Written task ▸ Copy out the lines below word for word, from the very first one down through the line containing "x=184 y=203", including that line.

Entries shown ▸
==*==
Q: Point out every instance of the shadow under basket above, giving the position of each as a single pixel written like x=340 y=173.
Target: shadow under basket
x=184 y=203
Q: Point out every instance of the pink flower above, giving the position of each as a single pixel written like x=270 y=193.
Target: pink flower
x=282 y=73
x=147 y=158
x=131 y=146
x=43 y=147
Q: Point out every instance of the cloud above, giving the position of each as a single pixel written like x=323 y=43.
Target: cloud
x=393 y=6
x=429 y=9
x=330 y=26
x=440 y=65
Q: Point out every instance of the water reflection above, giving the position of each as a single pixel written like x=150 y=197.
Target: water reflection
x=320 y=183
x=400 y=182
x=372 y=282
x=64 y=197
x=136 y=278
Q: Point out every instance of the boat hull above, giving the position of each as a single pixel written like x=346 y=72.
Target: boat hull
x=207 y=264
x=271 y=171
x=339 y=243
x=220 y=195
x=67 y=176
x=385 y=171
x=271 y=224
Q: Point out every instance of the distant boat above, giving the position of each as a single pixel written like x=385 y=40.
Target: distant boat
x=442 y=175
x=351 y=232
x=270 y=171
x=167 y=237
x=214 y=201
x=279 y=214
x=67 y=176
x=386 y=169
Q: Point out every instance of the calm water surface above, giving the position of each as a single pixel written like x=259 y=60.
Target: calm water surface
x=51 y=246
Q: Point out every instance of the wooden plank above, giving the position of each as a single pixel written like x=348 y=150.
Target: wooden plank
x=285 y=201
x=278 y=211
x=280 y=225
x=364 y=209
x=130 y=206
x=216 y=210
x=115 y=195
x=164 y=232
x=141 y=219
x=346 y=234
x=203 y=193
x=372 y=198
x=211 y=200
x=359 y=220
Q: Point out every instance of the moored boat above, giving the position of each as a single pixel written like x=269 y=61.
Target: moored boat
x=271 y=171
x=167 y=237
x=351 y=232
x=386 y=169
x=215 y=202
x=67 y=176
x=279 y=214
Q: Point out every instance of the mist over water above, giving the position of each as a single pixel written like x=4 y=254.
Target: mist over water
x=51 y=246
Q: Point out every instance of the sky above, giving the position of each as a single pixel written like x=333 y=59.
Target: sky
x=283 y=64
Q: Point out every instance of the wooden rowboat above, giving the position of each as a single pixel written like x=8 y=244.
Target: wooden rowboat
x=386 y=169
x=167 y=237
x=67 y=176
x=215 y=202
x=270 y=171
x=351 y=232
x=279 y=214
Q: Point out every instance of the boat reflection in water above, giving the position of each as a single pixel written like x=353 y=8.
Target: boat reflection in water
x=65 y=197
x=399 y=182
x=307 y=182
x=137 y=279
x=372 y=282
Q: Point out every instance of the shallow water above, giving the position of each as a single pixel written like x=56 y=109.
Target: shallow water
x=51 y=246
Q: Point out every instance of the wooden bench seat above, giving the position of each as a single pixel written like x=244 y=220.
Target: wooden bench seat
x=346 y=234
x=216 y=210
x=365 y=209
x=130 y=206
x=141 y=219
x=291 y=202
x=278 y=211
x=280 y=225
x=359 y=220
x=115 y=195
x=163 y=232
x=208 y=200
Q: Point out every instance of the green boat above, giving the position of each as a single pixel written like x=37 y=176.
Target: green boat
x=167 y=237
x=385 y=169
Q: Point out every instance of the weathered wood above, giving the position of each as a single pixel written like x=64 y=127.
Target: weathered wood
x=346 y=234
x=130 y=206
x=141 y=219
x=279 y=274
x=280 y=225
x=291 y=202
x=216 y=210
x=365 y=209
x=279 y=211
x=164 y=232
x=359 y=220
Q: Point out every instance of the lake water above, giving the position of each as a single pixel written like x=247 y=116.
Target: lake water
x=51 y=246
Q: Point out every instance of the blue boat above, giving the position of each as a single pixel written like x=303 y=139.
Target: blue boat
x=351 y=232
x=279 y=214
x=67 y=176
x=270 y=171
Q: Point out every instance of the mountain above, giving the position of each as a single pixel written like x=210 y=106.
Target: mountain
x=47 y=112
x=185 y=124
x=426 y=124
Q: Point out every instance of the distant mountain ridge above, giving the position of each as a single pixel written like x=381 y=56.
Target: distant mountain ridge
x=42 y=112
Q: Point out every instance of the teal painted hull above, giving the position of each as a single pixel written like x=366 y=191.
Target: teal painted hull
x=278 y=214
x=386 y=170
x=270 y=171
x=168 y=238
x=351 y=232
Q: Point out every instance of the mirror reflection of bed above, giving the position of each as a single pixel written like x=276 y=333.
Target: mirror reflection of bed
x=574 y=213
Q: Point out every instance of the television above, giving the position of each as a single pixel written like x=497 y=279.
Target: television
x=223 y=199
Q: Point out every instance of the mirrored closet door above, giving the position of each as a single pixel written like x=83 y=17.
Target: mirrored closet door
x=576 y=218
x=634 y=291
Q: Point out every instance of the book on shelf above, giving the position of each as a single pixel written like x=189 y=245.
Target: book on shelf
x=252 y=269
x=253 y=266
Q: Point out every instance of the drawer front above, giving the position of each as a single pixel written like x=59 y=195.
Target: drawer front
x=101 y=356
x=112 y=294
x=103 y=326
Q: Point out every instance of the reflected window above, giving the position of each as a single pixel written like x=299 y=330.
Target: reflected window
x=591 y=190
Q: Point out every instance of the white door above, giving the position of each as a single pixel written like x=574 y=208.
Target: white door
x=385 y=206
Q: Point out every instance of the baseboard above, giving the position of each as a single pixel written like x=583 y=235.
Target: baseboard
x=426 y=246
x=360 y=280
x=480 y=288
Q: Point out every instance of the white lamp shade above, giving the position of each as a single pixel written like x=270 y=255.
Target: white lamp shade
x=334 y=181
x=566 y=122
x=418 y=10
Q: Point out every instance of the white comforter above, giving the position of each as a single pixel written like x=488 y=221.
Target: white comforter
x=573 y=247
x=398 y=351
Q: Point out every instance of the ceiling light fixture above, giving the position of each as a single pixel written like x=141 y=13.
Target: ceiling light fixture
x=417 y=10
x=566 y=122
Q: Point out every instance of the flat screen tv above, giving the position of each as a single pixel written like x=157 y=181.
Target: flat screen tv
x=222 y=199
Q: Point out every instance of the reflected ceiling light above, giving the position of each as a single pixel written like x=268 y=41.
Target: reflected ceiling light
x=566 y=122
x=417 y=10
==*==
Exercise result ▸
Q: Point out every instance of the shadow under basket above, giving the position of each as a single pixel written like x=340 y=173.
Target: shadow under basket
x=184 y=203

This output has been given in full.